To do
Go through the listing below and output exactly the line with "Target: truck's front tire", the line with "One point rides on each instance of the alloy", and each line between; omit the rest.

Excerpted data
====
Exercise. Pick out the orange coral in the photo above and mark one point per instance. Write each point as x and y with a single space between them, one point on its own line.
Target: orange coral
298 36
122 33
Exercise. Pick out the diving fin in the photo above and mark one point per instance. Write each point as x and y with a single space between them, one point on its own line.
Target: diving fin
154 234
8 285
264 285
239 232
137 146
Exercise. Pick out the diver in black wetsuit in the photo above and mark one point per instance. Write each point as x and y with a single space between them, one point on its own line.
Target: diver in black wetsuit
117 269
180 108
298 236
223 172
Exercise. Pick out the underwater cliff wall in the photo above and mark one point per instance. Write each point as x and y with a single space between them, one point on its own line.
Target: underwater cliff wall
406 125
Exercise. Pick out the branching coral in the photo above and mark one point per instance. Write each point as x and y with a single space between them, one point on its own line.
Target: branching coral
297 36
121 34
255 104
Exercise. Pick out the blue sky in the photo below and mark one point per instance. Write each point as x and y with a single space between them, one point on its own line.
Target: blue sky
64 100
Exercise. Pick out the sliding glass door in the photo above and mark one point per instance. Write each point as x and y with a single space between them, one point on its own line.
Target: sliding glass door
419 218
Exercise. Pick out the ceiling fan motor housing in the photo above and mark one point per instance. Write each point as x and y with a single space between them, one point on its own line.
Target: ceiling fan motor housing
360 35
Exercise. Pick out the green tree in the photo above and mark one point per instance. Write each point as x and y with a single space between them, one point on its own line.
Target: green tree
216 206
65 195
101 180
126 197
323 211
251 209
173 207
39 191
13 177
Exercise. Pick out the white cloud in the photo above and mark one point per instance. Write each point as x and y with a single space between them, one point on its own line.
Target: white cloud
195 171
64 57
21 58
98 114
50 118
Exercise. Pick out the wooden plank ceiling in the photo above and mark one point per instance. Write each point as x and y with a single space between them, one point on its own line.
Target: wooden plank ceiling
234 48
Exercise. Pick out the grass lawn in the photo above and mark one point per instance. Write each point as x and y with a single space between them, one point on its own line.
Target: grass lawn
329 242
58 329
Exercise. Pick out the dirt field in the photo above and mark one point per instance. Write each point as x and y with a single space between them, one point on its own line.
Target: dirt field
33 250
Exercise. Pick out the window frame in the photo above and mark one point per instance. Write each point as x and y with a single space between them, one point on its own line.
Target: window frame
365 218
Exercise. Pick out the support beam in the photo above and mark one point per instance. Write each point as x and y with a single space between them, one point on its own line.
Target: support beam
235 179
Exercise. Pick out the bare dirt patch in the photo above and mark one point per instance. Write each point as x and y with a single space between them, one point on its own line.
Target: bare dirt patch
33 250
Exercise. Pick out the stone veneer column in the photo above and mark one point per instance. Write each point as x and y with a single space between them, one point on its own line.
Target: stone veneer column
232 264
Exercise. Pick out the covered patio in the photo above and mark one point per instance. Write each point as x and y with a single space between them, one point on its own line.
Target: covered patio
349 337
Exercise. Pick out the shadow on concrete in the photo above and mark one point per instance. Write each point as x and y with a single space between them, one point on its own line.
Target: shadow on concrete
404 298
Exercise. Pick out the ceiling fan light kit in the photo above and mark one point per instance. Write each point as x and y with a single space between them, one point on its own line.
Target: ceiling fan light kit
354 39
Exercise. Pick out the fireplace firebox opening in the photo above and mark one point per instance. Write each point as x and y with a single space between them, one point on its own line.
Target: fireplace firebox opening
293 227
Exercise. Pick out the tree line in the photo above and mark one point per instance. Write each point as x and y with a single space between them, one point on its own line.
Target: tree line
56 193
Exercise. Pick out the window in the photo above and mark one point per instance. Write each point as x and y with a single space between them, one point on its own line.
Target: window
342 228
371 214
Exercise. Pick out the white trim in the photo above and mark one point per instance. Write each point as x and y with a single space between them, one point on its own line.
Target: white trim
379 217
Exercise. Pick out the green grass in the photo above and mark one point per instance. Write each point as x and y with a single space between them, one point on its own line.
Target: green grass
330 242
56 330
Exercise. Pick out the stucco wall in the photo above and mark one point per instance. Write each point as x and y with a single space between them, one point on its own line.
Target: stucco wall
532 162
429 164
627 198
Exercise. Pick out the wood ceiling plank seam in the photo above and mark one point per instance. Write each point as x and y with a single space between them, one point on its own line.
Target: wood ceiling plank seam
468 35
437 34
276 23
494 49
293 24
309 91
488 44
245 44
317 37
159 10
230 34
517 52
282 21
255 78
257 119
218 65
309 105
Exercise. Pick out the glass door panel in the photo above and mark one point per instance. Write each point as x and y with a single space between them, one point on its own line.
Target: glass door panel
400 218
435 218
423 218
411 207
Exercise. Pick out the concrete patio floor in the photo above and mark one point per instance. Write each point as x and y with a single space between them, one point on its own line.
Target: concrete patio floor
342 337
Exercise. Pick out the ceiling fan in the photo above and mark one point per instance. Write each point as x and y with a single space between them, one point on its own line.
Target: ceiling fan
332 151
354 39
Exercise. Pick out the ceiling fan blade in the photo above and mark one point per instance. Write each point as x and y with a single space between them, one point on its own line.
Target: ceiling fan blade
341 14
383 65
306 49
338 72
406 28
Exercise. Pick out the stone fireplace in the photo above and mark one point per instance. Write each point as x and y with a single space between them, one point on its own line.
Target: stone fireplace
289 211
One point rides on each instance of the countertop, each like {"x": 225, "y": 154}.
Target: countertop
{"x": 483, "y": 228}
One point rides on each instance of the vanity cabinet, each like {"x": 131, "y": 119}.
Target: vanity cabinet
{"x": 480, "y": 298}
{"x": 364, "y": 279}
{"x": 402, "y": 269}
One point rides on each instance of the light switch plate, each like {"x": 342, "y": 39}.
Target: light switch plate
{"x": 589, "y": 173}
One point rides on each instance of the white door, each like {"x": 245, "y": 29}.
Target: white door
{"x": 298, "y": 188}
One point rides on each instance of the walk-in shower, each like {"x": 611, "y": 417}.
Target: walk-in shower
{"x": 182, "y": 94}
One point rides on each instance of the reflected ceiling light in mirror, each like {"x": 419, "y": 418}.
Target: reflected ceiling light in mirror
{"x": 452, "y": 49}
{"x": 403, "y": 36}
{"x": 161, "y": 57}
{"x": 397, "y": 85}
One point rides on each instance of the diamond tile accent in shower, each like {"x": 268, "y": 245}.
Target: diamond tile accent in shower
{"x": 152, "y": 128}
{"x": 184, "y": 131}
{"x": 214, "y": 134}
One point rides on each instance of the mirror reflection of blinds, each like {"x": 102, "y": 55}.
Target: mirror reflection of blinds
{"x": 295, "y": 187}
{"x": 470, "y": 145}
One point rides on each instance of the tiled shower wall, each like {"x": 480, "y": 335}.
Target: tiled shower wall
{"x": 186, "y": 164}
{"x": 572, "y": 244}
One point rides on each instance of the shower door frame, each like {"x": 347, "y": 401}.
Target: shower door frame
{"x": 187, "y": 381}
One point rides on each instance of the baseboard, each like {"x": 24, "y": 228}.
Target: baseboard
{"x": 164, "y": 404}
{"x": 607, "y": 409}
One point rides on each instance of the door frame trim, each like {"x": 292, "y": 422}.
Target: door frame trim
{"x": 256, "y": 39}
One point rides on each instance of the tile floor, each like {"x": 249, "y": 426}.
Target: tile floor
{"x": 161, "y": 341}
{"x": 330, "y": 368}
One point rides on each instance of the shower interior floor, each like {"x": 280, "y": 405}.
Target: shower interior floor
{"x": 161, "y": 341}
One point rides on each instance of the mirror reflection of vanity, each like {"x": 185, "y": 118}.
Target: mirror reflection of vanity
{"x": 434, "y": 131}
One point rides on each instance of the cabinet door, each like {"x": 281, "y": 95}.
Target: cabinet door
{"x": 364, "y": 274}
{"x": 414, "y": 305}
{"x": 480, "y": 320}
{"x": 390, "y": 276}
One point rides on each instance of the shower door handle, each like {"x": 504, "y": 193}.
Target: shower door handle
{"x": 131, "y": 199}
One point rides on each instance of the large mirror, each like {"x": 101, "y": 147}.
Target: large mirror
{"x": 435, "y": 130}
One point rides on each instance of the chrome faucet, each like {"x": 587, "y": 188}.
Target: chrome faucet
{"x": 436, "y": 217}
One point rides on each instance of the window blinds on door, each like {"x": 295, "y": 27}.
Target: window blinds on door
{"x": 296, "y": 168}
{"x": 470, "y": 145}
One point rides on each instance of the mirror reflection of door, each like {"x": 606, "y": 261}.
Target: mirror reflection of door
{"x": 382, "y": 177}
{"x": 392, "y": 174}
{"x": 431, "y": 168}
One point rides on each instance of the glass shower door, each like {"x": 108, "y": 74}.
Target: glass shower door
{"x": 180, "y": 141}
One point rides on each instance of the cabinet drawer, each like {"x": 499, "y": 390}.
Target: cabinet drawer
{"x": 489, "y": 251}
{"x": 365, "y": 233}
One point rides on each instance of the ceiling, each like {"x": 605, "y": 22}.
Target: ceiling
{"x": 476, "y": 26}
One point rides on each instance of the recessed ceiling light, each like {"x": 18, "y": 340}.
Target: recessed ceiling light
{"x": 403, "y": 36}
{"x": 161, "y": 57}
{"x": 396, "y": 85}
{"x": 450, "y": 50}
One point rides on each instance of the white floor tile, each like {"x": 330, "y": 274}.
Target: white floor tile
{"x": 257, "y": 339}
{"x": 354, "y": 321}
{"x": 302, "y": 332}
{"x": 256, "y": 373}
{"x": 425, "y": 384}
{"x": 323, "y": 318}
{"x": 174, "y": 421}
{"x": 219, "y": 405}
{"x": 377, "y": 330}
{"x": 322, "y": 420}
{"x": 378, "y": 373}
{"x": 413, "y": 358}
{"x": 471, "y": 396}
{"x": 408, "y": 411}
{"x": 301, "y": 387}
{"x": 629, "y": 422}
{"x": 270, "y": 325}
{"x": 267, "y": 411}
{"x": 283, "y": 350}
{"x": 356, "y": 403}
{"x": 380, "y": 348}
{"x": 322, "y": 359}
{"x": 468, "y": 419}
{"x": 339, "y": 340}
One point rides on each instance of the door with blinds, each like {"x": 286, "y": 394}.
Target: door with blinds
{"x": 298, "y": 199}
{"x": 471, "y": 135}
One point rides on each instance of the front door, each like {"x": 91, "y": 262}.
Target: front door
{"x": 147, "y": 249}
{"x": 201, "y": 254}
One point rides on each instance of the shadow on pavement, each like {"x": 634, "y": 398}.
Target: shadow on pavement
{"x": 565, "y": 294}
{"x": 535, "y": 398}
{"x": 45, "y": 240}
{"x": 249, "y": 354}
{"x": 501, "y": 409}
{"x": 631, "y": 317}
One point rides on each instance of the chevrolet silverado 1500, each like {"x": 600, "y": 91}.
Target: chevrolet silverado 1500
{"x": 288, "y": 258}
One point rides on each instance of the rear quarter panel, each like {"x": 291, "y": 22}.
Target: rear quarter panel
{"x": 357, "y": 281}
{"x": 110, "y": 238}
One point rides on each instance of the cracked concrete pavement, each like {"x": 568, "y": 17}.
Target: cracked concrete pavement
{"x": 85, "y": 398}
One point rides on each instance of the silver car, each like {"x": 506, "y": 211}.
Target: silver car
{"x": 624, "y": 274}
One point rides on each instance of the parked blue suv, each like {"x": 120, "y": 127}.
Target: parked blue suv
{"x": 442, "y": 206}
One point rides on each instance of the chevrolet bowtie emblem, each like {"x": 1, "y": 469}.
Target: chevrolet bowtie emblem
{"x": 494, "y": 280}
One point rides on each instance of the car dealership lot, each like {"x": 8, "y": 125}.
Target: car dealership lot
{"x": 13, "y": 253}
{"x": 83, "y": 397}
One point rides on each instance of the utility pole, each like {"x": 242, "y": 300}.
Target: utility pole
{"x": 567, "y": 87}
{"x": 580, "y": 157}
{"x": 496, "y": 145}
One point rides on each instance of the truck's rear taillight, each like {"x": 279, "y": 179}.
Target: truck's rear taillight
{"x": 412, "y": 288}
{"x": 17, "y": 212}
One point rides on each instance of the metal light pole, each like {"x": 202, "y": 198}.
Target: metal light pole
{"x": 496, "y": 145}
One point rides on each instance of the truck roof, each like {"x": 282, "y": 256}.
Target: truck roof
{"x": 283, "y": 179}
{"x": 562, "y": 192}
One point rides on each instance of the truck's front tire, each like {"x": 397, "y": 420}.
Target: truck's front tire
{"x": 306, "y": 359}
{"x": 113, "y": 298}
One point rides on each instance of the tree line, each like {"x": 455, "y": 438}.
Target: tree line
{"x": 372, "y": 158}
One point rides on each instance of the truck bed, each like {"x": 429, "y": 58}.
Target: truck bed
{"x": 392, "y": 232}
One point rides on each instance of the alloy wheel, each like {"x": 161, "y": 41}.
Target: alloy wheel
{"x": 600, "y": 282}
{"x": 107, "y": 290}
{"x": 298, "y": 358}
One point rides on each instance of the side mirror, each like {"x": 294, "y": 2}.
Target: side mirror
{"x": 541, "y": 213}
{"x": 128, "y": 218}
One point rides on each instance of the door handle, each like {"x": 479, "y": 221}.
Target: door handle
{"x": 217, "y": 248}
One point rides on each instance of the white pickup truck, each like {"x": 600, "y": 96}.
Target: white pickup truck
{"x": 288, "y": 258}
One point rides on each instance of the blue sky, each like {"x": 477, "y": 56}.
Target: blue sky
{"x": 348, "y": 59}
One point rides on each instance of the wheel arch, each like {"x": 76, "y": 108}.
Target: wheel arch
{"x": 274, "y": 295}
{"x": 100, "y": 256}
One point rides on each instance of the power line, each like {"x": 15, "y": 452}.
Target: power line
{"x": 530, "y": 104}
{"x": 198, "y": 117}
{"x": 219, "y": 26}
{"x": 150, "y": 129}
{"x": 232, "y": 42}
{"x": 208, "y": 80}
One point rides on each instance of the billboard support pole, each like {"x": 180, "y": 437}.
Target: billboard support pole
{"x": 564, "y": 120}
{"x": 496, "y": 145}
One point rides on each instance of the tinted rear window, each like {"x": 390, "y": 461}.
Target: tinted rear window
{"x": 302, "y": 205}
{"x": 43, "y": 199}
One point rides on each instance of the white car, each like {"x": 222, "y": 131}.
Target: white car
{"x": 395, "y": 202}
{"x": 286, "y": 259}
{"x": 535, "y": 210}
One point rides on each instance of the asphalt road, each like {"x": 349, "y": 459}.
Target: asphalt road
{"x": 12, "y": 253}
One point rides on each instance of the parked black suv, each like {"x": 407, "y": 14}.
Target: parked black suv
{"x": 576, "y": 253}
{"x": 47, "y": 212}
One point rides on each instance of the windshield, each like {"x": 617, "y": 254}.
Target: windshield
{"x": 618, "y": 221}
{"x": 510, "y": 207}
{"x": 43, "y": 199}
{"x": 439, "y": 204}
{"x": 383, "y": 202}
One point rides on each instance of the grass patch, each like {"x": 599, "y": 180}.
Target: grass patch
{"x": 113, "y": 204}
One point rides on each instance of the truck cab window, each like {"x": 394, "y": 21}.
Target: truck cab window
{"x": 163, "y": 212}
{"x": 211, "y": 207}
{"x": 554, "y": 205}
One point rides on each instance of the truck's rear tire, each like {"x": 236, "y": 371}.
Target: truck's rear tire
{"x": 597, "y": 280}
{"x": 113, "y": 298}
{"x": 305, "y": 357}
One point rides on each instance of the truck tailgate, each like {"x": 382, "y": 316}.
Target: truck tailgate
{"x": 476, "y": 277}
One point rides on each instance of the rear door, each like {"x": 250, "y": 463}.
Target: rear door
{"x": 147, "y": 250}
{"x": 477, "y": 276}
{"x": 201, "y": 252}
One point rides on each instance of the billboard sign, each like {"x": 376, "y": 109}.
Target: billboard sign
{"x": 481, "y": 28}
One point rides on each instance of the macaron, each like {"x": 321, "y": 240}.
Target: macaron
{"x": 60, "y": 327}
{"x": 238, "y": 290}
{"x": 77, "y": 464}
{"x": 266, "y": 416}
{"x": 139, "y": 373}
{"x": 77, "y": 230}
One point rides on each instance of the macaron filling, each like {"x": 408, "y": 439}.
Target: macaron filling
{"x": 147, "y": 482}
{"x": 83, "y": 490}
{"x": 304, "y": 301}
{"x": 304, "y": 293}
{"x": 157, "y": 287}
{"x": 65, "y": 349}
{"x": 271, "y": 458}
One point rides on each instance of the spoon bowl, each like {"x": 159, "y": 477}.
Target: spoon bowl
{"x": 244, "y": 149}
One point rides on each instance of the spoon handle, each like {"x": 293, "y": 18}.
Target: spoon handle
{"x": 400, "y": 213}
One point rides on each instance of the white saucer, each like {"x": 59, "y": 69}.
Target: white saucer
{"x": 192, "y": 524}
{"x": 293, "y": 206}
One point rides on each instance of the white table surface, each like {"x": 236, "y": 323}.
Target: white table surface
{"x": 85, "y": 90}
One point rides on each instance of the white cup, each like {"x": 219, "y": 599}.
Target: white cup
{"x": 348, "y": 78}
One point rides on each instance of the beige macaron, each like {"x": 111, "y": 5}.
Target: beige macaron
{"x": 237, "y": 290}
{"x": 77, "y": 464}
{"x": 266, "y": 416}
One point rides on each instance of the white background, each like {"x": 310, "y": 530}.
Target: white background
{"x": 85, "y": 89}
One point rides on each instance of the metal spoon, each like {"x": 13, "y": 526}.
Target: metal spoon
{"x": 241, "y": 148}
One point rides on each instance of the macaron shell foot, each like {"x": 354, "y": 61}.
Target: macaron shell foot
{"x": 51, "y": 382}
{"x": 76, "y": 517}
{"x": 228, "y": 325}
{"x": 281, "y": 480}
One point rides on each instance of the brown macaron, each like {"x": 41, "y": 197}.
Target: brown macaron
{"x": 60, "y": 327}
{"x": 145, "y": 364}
====
Written response
Target: truck's front tire
{"x": 306, "y": 359}
{"x": 113, "y": 298}
One point rides on each instance of the tree line, each like {"x": 455, "y": 438}.
Target: tree line
{"x": 372, "y": 158}
One point rides on each instance of the truck bed, each like {"x": 429, "y": 58}.
Target: truck bed
{"x": 392, "y": 232}
One point rides on each instance of the alloy wheel, each like {"x": 161, "y": 41}.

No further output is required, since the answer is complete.